_Task objective_. Repeat every line below exactly as it reads.

-- BEGIN Supplied records --

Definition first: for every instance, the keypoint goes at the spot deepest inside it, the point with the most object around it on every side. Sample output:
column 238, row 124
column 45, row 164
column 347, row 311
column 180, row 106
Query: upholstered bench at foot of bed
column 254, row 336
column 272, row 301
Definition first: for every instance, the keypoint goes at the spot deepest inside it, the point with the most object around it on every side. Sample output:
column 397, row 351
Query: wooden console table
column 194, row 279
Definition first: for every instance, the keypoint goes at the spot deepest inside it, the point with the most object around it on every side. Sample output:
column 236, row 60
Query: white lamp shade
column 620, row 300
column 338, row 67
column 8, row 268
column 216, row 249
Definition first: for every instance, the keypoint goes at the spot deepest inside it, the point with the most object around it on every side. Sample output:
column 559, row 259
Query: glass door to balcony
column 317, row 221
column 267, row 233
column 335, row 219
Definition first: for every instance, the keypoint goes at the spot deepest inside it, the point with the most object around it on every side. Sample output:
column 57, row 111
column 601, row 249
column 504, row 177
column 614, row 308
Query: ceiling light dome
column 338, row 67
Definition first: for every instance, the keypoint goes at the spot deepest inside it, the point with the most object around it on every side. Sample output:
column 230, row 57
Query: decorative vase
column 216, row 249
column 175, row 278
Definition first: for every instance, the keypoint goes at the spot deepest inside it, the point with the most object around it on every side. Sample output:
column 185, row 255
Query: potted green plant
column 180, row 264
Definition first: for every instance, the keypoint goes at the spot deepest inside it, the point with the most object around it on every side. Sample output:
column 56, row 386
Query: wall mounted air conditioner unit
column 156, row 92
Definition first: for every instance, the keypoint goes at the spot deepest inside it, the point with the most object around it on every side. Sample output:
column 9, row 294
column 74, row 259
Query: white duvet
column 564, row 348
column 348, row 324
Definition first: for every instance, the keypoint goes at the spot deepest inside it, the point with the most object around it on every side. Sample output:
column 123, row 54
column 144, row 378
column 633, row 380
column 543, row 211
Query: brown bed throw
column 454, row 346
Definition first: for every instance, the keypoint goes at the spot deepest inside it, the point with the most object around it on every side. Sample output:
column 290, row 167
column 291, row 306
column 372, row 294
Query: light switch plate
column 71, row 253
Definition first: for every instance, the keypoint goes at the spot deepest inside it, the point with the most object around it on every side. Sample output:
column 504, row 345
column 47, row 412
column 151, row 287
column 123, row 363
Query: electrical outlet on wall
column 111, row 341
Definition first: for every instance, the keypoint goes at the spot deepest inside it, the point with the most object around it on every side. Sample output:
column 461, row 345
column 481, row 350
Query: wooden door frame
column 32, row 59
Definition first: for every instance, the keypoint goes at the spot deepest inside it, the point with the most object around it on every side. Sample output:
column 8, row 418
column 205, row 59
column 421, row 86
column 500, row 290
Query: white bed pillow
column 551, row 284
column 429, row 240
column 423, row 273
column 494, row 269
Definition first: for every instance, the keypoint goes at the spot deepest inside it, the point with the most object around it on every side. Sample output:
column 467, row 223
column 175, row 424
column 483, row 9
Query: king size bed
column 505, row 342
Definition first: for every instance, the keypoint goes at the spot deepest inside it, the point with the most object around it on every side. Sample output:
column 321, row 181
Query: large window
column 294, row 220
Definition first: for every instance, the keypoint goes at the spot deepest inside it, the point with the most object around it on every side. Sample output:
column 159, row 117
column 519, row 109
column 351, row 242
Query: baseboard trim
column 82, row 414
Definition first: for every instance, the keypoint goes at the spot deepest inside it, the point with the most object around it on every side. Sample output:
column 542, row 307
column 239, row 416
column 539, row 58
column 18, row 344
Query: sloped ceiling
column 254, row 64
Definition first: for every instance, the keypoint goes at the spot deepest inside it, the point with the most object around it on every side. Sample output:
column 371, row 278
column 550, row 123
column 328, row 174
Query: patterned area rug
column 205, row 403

-- END Supplied records --

_The reply_.
Definition first: for every instance, the keypoint goes at the spot deepest inside it, the point with the most object around it on every side. Sample output:
column 238, row 124
column 45, row 164
column 347, row 311
column 180, row 106
Query: upholstered bench at foot of bed
column 254, row 336
column 272, row 301
Definition first: for every instance, the keypoint goes at the spot deepest inside it, the point with the most object around it on every side. Sample output:
column 397, row 351
Query: wooden console table
column 194, row 279
Definition first: for every instance, the keypoint goes at the spot deepest inside it, the point with the most object around it on every side. Sample output:
column 236, row 60
Query: white lamp shade
column 620, row 300
column 338, row 67
column 8, row 268
column 216, row 249
Definition first: for every instance, the keypoint goes at the spot deepest inside it, the point with the most object around it on every side. Sample output:
column 559, row 259
Query: glass door to balcony
column 317, row 221
column 267, row 233
column 335, row 219
Definition first: for every instance, the keypoint goes at the spot deepest inside it, the point with the most object around it on every side. Sample output:
column 57, row 111
column 601, row 249
column 504, row 177
column 614, row 308
Query: ceiling light dome
column 338, row 67
Definition first: for every instance, the keypoint goes at the spot deepest inside it, the point with the most object around it on every side. Sample output:
column 230, row 57
Query: decorative vase
column 216, row 249
column 175, row 278
Definition first: for every instance, the keypoint goes at the spot deepest inside it, the point with the most object around it on every side. Sample output:
column 185, row 255
Query: potted green plant
column 180, row 264
Definition first: for every instance, the keypoint goes at the spot deepest inside it, the point with the most object around it on every side. Sample output:
column 56, row 386
Query: wall mounted air conditioner unit
column 156, row 92
Definition first: for every instance, the keypoint goes at the spot deepest inside it, the point with the most object around it on every side. Sample output:
column 9, row 294
column 74, row 259
Query: white duvet
column 564, row 348
column 348, row 324
Definition first: for every instance, the keypoint goes at the spot deepest inside it, the point with the most object around it on every side. Sample output:
column 123, row 54
column 144, row 378
column 633, row 380
column 543, row 211
Query: brown bed throw
column 454, row 346
Definition first: for every instance, the keypoint goes at the spot deepest inside it, the point with the most object around it on every side. Sample output:
column 290, row 167
column 291, row 306
column 372, row 294
Query: light switch plate
column 71, row 253
Definition first: for every instance, the keypoint goes at the spot deepest inside it, the point with the most object around it on every side. Sample output:
column 504, row 345
column 47, row 412
column 151, row 287
column 123, row 363
Query: electrical outlet on wall
column 111, row 341
Definition first: for every instance, the keypoint goes at the spot deepest inside it, the point with the most object around it on every side. Sample output:
column 461, row 345
column 481, row 350
Query: wooden door frame
column 32, row 59
Definition first: for every instance, the keypoint goes at the spot deepest inside it, the point with the most object around it on every side. Sample output:
column 8, row 418
column 205, row 59
column 421, row 86
column 500, row 290
Query: white bed pillow
column 551, row 284
column 429, row 240
column 423, row 273
column 494, row 269
Definition first: for every instance, the keypoint goes at the spot deepest inside it, the point with the most object around it on every side. Sample output:
column 467, row 223
column 175, row 424
column 483, row 9
Query: king size bed
column 505, row 342
Definition first: for every instance, the keypoint goes at the spot deepest inside it, the point with the most object around it on every side. Sample output:
column 321, row 181
Query: large window
column 294, row 220
Definition first: for every instance, the keypoint goes at the spot deepest inside it, the point with the most object around it on every side. Sample output:
column 159, row 117
column 519, row 109
column 351, row 242
Query: baseboard trim
column 82, row 414
Definition first: for every instance, the keypoint goes at the spot deepest inside it, the point with the most object around it on every side. Sample output:
column 542, row 307
column 239, row 416
column 539, row 58
column 18, row 344
Query: sloped ceiling
column 254, row 64
Definition first: for every instance, the keypoint goes at the spot deepest inside it, the point with the most object around it on every side. Sample output:
column 371, row 278
column 550, row 123
column 328, row 174
Query: patterned area rug
column 205, row 403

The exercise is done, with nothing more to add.